Start of READING TEXT
Editor’s note: This post is written by Cassie Alexander, a Red Cross volunteer who is also a registered nurse. She recounts her experience during Sandy. The post is cross-posted with her permission. Photos are added from our Flickr set on Sandy response.
Like most of the US I watched in horror when Hurricane Sandy made landfall. I’m not a news junkie by nature, but with the presidential election nearing the news was always on at the gym, so the destruction was hard to miss.
My nursing school alumni board put a notice up that the Red Cross needed registered nurses very badly and by Thursday night I was signed up. I went to an orientation class that night, and then one on Saturday and by the following Wednesday – less than a week later — I was on a plane.
I spent much of the intervening time being freaked out by how fast things were moving, and wondering if I’d made the right choice. My chapter lead was very sure that we’d go, so I raced from Ross to Marshalls trying to get clothing for a real winter and waterproof boots, and a money belt, wildly preparing to be sent somewhere – where, they didn’t know.
No one could tell us what to pack, because no one knew where we were going. It made the situation crazily stressful. I cried some one night, scared about what I’d signed myself up for – and my husband admitted that he’d cried some in the shower, worried about me too. After one and a half days of classes I had no real grasp on what I’d be doing other than “nursing stuff” and helping people. But not knowing where or when or to who made it hard to stay sane.
End of READING TEXT
Start of PROVIDED DATA
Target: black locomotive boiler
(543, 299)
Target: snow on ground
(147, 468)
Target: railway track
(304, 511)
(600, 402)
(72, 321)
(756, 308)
End of PROVIDED DATA
*WRITTEN EXERCISE A*
In the Hurricane Sandy post, extract the passage starting at "No one could" and ending at "to stay sane.".
*WRITTEN EXERCISE B*
According to the Hurricane Sandy post, where was the notice posted saying the Red Cross badly needed registered nurses?
*WRITTEN EXERCISE C*
Proceed with the Hurricane Sandy post, picking up after its final sentence.

*RESULT A*
No one could tell us what to pack, because no one knew where we were going. It made the situation crazily stressful. I cried some one night, scared about what I’d signed myself up for – and my husband admitted that he’d cried some in the shower, worried about me too. After one and a half days of classes I had no real grasp on what I’d be doing other than “nursing stuff” and helping people. But not knowing where or when or to who made it hard to stay sane.

*RESULT B*
On the writer's nursing school alumni board.

*RESULT C*
The only thing that kept me focused on going was the fact that our two class instructors both teared up on different occasions, remembering times they made a difference while they’d been deployed last year, running shelters for wildfire evacuees. I didn’t know for sure what I was getting into, but their honest emotions made me want to be a part of it.
In retrospect, the lack of preparation makes sense. They can’t possibly prepare you for how it’s going to be, so it’s almost better not to try. You get to the shelter, you sink or you swim. You either like working harder than you’ve ever worked before, for people who desperately need help even as they might belligerently hate you for providing it, can tolerate sleeping on cots, deal with freezing temperatures, questionable portapotties, and find endless paperwork meditative…or you don’t. If you can’t swim, then it’s an endless two weeks of torture. If you can, then you find out that your well of compassion for the rest of humanity runs thirty times deeper than you ever thought it did.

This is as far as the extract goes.